>> begin Text

In this notebook I want to experiment with the numpyro/contrib/module.py
module which allow us to integrate Flax
models with NumPyro
models. I am interested in this because I want to experiment with complex bayesian models with larger datasets.
Most of the main components can be found in the great blog post Bayesian Neural Networks with Flax and Numpyro. The author takes a different path working directly with potentials, but he also points out the recent addition of the numpyro/contrib/module.py
module. The main difference with the model presented here is that I am using two components in the model (to model the mean and standard deviation of the data), I use stochastic variational inference instead of MCMC and I work with scaling transformations.
Another great source to learn about this model and expected behavior are the unit tests of the numpyro/contrib/module.py
module 😄.
Remark: Note that there is a way of adding Flax
models into PyMC, see How to use JAX ODEs and Neural Networks in PyMC.
Prepare Notebook
import arviz as az
import jax.numpy as jnp
import matplotlib.pyplot as plt
import numpy as np
import numpyro
import numpyro.distributions as dist
import seaborn as sns
import xarray as xr
from flax import linen as nn
from jax import random
from numpyro.contrib.module import flax_module
from numpyro.infer import SVI, Trace_ELBO
from numpyro.infer.autoguide import AutoNormal
from numpyro.infer.util import Predictive
from sklearn.preprocessing import StandardScaler
az.style.use("arviz-darkgrid")
plt.rcParams["figure.figsize"] = [12, 7]
plt.rcParams["figure.dpi"] = 100
plt.rcParams["figure.facecolor"] = "white"
numpyro.set_host_device_count(n=4)
rng_key = random.PRNGKey(seed=42)
%load_ext autoreload
%autoreload 2
%config InlineBackend.figure_format = "retina"
Generate Synthetic Data
We generate a simple one-dimensional dataset with a non-linear relationship between the input and output.
n = 32 * 10
rng_key, rng_subkey = random.split(rng_key)
x = random.uniform(rng_key, shape=(n,), minval=1, maxval=jnp.pi)
mu_true = jnp.sqrt(x + 0.5) * jnp.sin(9 * x)
sigma_true = 0.15 * x**2
rng_key, rng_subkey = random.split(rng_key)
y = mu_true + sigma_true * random.normal(rng_key, shape=(n,))
Note that we are actually adding non-linearities to the mean and standard deviation of the data.
x_idx = jnp.argsort(x)
fig, ax = plt.subplots()

>> end Text

▸ **Work to complete**
**a)** Reproduce the part of the NumPyro notebook that opens with the words containing "numpyro.set_host_device_count(n=4)" and closes with "jnp.sin(9 * x)".
**b)** According to the NumPyro notebook, what inference method does the author use instead of MCMC?
**c)** Resume the NumPyro notebook after its last line and continue writing it.

>> begin Given data

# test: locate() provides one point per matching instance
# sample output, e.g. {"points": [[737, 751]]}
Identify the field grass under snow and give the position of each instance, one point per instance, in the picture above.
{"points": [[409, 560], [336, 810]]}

>> end Given data

▸ **Written answers**
**a)**
numpyro.set_host_device_count(n=4)
rng_key = random.PRNGKey(seed=42)
%load_ext autoreload
%autoreload 2
%config InlineBackend.figure_format = "retina"
Generate Synthetic Data
We generate a simple one-dimensional dataset with a non-linear relationship between the input and output.
n = 32 * 10
rng_key, rng_subkey = random.split(rng_key)
x = random.uniform(rng_key, shape=(n,), minval=1, maxval=jnp.pi)
mu_true = jnp.sqrt(x + 0.5) * jnp.sin(9 * x)

**b)** Stochastic variational inference.

**c)**
sns.lineplot(x=x, y=mu_true, color="C0", label=r"$\mu$", linewidth=3, ax=ax)
ax.fill_between(
x[x_idx],
(mu_true - 2 * sigma_true)[x_idx],
(mu_true + 2 * sigma_true)[x_idx],
color="C0",
alpha=0.2,
label=r"$\mu \pm 2 \sigma$",
)
sns.scatterplot(x=x, y=y, color="black", label="data", ax=ax)
ax.legend(loc="upper left")
ax.set_title(label="Simulated Data", fontsize=18, fontweight="bold")
ax.set(xlabel="x", ylabel="y")
Train-Test Split
We now do a simple train-test split of the data.
train_test_split = 0.7
train_idx = int(n * train_test_split)
x_train, y_train = x[:train_idx], y[:train_idx]
x_test, y_test = x[train_idx:], y[train_idx:]
# useful variables for indexing
obs_train = jnp.arange(x_train.size)
obs_test = jnp.arange(x_test.size) + x_train.size
Let’s see both datasets:
fig, ax = plt.subplots(
nrows=2, ncols=1, sharex=True, sharey=True, figsize=(12, 9), layout="constrained"
)
sns.scatterplot(x=x_train, y=y_train, color="C0", label="train", ax=ax[0])
ax[0].legend(loc="upper left")
ax[0].set_title(label="Train Data", fontsize=18, fontweight="bold")
ax[0].set(xlabel="x", ylabel="y")
sns.scatterplot(x=x_test, y=y_test, color="C1", label="test", ax=ax[1])
ax[1].legend(loc="upper left")
ax[1].set_title(label="Test Data", fontsize=18, fontweight="bold")
ax[1].set(xlabel="x", ylabel="y")
Data Preprocessing
As we want to use a neural network to model the mean and standard deviation of the data, we need to scale the data. We use a StandardScaler
from sklearn
to do this.
x_scaler = StandardScaler()
x_train_scaled = x_scaler.fit_transform(x_train[:, None])
x_train_scaled = jnp.array(x_train_scaled)
x_test_scaled = x_scaler.transform(x_test[:, None])
x_test_scaled = jnp.array(x_test_scaled)
y_scaler = StandardScaler()
y_train_scaled = y_scaler.fit_transform(y_train[:, None])
y_train_scaled = y_train_scaled.squeeze()
y_train_scaled = jnp.array(y_train_scaled)
y_test_scaled = y_scaler.transform(y_test[:, None])
y_test_scaled = y_test_scaled.squeeze()
y_test_scaled = jnp.array(y_test_scaled)
Remark: Note that the feature matrices x_train
and x_test
have dimension \(2\) as the first dimension represent the batch
component! For the target variables we simply have a vector.
fig, ax = plt.subplots(
nrows=2, ncols=1, sharex=True, sharey=True, figsize=(12, 9), layout="constrained"
)
sns.scatterplot(
x=x_train_scaled.squeeze(),
y=y_train_scaled,
color="C0",
label="train",
ax=ax[0],
)
ax[0].legend(loc="upper left")
ax[0].set_title(label="Train Data (Scaled)", fontsize=18, fontweight="bold")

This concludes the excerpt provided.